─── EXCERPTED PASSAGE ───

The continuation of next year’s policy extends a fixed rate of $1,579 to a student’s spouse and any children for next year, according to the memorandum.

Last year, spouses and children had to pay higher fees than students enrolled with 5 or more credits. To match this fixed rate, spouses can expect to pay $3,500 less for coverage this year, and the price tag for a child runs approximately $1,800 less, according to the memorandum.

Don Southard, the insurance agent through which the Student Health Insurance Program is available, presented the summary of benefits Monday night, and said on an individual basis, this voluntary plan is “better than most” plans available due to its low-cost premium of $500 dollars.

Southard said it’s difficult to find plans with anything less than a $1,000 premium.

“You can’t buy this plan on the open market,” Southard said.

Coverage of all unmarried dependents is required in the state of Wisconsin until age 27, according to Wisconsin State Statues. Southard estimates 1-2-percent of the student body is enrolled in the student insurance plan, with most claiming insurance with their parents and about 10-percent attending uninsured.

─── STORED DATA ───

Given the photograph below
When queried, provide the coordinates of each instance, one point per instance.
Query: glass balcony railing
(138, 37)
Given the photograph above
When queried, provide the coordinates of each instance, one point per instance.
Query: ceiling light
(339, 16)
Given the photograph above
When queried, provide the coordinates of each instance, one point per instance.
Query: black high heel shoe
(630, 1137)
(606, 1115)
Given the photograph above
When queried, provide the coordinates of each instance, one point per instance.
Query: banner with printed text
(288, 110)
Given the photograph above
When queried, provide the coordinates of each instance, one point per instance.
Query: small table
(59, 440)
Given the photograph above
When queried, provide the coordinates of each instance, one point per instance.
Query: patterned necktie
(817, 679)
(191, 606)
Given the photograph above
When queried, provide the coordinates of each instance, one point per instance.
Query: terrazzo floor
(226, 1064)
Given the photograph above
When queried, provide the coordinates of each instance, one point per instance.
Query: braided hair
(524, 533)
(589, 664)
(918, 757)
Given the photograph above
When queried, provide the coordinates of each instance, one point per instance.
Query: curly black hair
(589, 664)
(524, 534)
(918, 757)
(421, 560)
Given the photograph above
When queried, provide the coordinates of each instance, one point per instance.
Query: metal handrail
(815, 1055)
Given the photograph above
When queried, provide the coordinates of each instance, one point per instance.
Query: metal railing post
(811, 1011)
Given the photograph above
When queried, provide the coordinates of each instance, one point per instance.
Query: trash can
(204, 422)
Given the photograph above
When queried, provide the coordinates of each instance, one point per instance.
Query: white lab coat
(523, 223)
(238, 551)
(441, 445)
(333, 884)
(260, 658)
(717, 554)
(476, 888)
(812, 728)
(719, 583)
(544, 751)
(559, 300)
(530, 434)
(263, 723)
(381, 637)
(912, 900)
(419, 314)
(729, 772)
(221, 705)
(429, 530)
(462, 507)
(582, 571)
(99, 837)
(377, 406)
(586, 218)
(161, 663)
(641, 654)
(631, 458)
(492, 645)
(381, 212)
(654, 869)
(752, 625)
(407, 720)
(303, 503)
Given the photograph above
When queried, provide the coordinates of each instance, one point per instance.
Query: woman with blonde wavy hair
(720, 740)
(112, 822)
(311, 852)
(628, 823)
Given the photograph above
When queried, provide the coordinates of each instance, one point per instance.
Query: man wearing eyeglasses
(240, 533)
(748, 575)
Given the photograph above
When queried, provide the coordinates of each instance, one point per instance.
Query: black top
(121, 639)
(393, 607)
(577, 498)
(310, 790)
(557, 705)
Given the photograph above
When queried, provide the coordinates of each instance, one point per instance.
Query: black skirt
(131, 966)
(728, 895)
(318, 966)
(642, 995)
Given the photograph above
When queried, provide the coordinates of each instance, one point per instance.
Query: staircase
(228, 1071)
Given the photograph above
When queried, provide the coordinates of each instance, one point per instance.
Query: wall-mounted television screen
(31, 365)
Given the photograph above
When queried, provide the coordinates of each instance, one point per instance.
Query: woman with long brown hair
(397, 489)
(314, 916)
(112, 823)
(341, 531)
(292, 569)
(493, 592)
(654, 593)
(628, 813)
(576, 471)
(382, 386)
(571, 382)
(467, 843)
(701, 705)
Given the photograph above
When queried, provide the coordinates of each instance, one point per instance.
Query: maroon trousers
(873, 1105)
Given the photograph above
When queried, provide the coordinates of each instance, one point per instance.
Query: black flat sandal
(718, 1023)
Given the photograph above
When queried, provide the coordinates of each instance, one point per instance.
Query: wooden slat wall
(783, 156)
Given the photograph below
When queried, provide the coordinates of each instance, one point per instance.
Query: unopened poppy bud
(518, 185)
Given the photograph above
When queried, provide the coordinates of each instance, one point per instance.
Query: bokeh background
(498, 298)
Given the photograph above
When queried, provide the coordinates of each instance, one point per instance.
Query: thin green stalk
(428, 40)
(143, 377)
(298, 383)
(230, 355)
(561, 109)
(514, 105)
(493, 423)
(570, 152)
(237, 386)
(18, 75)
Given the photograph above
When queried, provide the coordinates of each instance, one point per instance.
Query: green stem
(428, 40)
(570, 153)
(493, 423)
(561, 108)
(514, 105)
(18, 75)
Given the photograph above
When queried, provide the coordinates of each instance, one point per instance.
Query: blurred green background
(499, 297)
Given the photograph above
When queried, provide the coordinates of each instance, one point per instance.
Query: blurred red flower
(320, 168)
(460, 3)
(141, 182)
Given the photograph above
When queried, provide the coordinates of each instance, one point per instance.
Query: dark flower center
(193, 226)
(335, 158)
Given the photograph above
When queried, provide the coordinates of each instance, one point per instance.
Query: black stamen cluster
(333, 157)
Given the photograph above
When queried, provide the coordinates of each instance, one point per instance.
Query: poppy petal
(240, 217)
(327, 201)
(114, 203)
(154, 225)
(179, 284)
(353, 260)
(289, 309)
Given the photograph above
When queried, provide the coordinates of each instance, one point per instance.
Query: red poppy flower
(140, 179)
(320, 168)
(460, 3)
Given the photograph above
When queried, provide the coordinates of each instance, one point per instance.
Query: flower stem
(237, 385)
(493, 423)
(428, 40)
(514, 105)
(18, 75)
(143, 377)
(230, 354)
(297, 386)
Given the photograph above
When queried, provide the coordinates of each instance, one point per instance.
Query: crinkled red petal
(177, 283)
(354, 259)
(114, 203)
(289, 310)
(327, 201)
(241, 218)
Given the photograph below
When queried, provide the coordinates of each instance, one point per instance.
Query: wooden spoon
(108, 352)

───

# WHAT YOU WILL DO:
Please repeat the student health insurance passage word for word from "Last year, spouses" to "less, according to the memorandum.".

# REPLY TO THE TASK:
Last year, spouses and children had to pay higher fees than students enrolled with 5 or more credits. To match this fixed rate, spouses can expect to pay $3,500 less for coverage this year, and the price tag for a child runs approximately $1,800 less, according to the memorandum.